## Study text
◇ ◇ ◇ ◇

Cancer Therapy:Bevacizumab for brain tumours can lead to cognitive deficits

The drug may affect the function of the hippocampus.

Glioblastoma is the most common kind of brain tumour in adults. It is a very aggressive form of cancer; Patients with this diagnosis have a median post-diagnosis survival of 15 months. Especially in the US, the drug Bevacizumab is used to treat glioblastomas. The drug is not chemotherapy in the classical sense, but involves therapy with an antibody that is designed to stop cancer growth. Evidence from a large-scale therapy study indicates that glioblastoma patients treated with Bevacizumab may develop cognitive impairment. A team of scientists from the Ruhr-Universität Bochum (RUB) therefore investigated how Bevacizumab affects brain cells. The researchers describe their results in the journal, Frontiers in Cellular Neuroscience, published online on March 26, 2019.

Is the hippocampus affected?

Glioblastomas can only grow so fast because they form a dense network of blood vessels. For this purpose, the tumour cells produce large amounts of the growth factor VEGF. Bevacizumab binds and blocks this growth factor, preventing new blood vessels from forming. However, the growth factor VEGF does not only affect the formation of new blood vessels, it also has a stimulating and protective effect in the central nervous system. Neuroscientists from the Department of Cytology, the Department of Neurophysiology, and the Department of Neurology at the RUB university clinic Knappschaftskrankenhaus examined cognitive impairments reported in glioblastoma patients treated with Bevacizumab are due to functional changes in the hippocampus – the main memory structure of the brain.

◇ ◇ ◇ ◇

## What to do
**a.** Answer these questions from the Bevacizumab article:
(i) What is the median post-diagnosis survival for patients with glioblastoma?
(ii) Which growth factor do tumor cells produce in large amounts?
(iii) In which journal did the researchers describe their results?
**b.** Extend the Bevacizumab article with a further paragraph that begins after its final sentence.
The material after this point is separate from the Bevacizumab article and unrelated to it.

## Dataset records
◇ ◇ ◇ ◇

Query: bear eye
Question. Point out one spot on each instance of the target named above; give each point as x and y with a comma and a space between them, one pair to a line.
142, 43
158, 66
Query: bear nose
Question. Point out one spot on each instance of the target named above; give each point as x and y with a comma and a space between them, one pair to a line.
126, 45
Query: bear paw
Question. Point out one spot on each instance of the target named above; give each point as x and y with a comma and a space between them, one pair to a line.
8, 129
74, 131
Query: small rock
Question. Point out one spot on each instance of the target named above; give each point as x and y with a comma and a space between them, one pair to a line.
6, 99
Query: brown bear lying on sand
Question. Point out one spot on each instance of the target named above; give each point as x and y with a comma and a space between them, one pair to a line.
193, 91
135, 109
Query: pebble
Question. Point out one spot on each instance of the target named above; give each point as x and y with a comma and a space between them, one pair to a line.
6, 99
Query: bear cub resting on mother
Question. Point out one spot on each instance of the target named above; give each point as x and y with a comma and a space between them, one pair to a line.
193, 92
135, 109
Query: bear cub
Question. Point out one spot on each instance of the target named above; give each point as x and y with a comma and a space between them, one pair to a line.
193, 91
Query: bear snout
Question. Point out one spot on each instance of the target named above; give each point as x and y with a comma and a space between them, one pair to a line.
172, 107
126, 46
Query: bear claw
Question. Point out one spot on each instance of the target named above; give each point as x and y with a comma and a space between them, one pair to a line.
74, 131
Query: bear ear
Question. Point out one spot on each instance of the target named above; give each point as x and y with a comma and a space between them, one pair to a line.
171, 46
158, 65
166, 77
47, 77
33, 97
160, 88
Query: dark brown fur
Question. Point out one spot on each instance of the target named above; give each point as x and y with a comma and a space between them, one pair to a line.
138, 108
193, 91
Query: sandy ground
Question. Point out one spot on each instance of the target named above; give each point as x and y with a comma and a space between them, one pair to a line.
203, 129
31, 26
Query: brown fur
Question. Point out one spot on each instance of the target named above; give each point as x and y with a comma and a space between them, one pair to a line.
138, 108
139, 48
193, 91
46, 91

◇ ◇ ◇ ◇

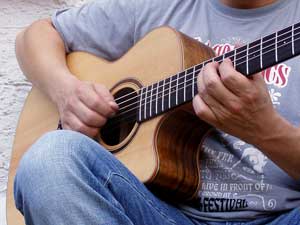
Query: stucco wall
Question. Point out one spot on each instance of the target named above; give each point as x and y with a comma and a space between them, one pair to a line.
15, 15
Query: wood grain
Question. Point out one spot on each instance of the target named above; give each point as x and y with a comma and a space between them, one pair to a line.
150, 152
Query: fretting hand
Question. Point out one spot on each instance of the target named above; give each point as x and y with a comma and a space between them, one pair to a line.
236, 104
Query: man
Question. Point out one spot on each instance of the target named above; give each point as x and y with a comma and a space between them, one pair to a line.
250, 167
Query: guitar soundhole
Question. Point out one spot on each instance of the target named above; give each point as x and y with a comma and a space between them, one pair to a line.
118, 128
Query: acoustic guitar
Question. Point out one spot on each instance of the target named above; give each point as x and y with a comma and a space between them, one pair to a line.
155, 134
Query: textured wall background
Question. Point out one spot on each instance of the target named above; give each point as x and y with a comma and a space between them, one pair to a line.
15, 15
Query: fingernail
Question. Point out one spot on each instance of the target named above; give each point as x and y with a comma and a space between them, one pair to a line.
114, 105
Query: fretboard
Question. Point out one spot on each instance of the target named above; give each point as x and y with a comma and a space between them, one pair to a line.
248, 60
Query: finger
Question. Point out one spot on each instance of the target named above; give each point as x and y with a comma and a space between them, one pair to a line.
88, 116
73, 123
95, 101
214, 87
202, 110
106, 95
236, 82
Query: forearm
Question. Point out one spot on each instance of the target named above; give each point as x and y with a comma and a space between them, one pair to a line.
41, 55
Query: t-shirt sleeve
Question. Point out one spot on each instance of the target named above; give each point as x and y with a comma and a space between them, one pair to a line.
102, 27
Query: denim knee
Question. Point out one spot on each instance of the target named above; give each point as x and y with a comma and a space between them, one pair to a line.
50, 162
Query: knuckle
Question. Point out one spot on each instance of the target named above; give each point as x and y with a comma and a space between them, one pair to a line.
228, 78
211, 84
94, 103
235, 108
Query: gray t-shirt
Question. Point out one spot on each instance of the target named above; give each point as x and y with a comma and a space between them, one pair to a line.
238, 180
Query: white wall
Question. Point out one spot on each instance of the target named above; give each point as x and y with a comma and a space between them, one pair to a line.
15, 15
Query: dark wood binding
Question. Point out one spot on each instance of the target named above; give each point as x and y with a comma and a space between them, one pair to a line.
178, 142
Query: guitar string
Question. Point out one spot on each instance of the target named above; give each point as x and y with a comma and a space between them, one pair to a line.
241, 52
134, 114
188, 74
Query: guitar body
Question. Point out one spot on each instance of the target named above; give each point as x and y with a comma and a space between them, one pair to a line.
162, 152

◇ ◇ ◇ ◇

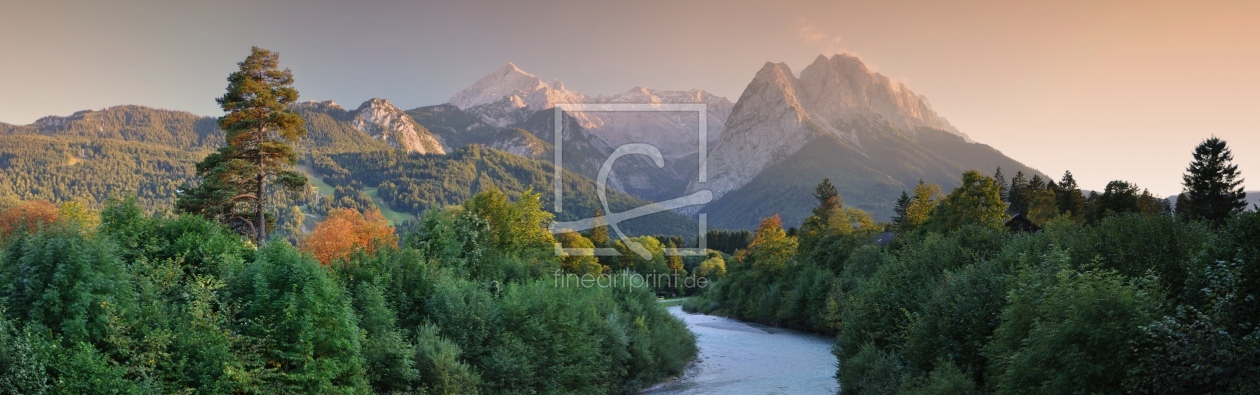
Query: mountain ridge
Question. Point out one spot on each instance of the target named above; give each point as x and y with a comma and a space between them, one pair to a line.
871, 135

◇ ◇ ◇ ◇

## Your responses
**a.**
(i) 15 months
(ii) VEGF
(iii) Frontiers in Cellular Neuroscience

**b.**
Abnormalities in the hippocampus discovered

Using brain slices and neuronal cultures from rats, they investigated the effects Bevacizumab has on hippocampal cells. They focused on three aspects: the neuronal plasticity of the cells, the spines on the nerve cells, and the cells firing properties. All three components are important factors for cognition and memory formation. Abnormalities were found in all aspects. “In our study, we showed for the first time that Bevacizumab can influence the function of the hippocampus,” says Prof. Dr Denise Manahan-Vaughan, Head of the Department of Neurophysiology at RUB. “This may explain cognitive effects of this medication”. Whether the Bevacizumab concentration selected in the experiments corresponds exactly to that achieved in the human brain of a glioblastoma patient undergoing therapy with Bevacizumab, is currently unclear, however.